Point-based annotation data |
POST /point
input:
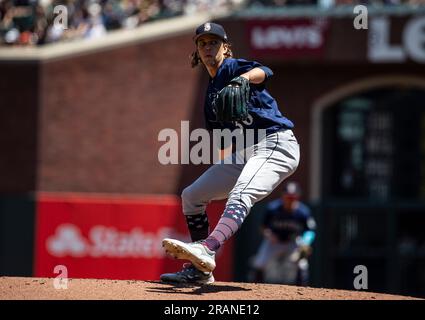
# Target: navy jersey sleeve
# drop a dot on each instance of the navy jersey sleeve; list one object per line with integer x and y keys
{"x": 236, "y": 67}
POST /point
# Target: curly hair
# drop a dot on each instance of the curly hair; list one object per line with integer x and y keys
{"x": 196, "y": 60}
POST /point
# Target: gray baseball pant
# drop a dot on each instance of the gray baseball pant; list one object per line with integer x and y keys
{"x": 248, "y": 182}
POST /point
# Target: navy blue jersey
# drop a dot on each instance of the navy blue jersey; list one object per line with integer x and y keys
{"x": 288, "y": 225}
{"x": 263, "y": 108}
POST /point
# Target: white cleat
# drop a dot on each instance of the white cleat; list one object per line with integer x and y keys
{"x": 200, "y": 256}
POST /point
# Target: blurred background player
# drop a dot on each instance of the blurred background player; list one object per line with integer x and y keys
{"x": 289, "y": 231}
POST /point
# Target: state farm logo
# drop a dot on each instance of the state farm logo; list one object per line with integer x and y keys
{"x": 293, "y": 35}
{"x": 108, "y": 242}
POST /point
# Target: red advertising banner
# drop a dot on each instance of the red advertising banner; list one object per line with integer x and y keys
{"x": 113, "y": 237}
{"x": 289, "y": 38}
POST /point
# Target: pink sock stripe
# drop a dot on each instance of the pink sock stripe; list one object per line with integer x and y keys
{"x": 224, "y": 230}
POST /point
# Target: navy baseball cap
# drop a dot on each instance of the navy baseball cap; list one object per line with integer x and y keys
{"x": 210, "y": 28}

Request |
Leave the pictures out and reproduce each record exactly as written.

Solved exercise |
POST /point
input:
# Target: navy jersey sleeve
# drop a dot on each instance of the navy jersey sleeve; list one object per line with integer x and y keys
{"x": 236, "y": 67}
POST /point
# Target: curly hair
# drop a dot on each instance of the curly hair; list one object per line with integer x and y keys
{"x": 196, "y": 60}
POST /point
# Target: gray baseball pant
# drop a dot on each instance of the gray baseball pant; list one object per line with integer x and y keys
{"x": 248, "y": 182}
POST /point
# Target: navy blue jersey
# drop a dot on each instance of the navy blue jersey; list one object per line with integer x and y keys
{"x": 288, "y": 225}
{"x": 263, "y": 108}
POST /point
# Target: white cleat
# drop a dot on each instance of the white cleat; list one object per line with integer x and y keys
{"x": 200, "y": 256}
POST /point
# Target: blurred background player
# drop a dot on each instance of the blurred background player; list one object per line with integer x and y keys
{"x": 289, "y": 231}
POST /point
# Target: state farm logo
# drop a dot on each instance of the state farm logo; list one object per line with integer x and y keys
{"x": 293, "y": 35}
{"x": 108, "y": 242}
POST /point
# Target: red advertising banner
# drop a dot on each instance of the red advertising banner; list one object per line with integer x and y keys
{"x": 113, "y": 237}
{"x": 289, "y": 38}
POST /point
# Target: pink sock stripe
# drop a dot on each instance of the pink sock stripe; list one object per line with integer x and y keys
{"x": 224, "y": 230}
POST /point
# Target: navy baseball cap
# drop a dot on each instance of the navy baseball cap; list one object per line with integer x and y keys
{"x": 210, "y": 28}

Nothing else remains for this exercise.